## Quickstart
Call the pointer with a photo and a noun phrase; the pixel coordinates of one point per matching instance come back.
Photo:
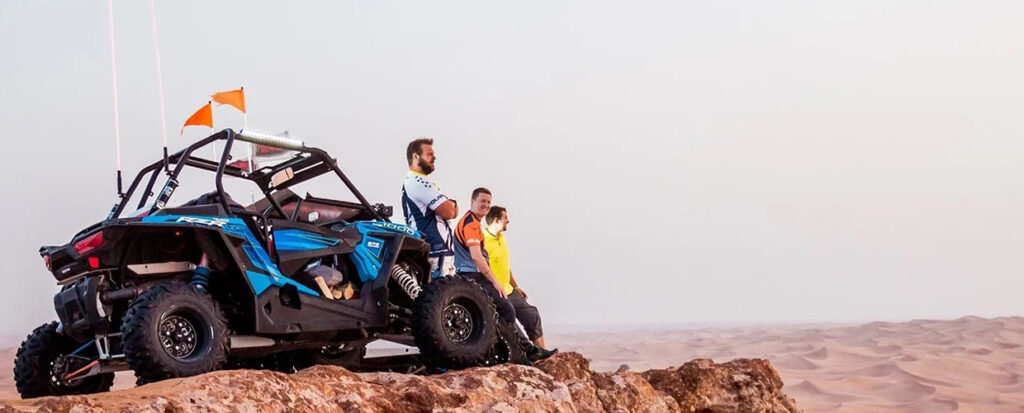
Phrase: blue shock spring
(201, 278)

****************

■ **Directions for this task**:
Please transcribe the entries precisely and omit any images they hold.

■ **Expected output**:
## Quickstart
Call the pointer with a photo and a noun phrase; the pixel coordinates of one point per matching instance come back.
Photo:
Phrase: blue shock spring
(201, 278)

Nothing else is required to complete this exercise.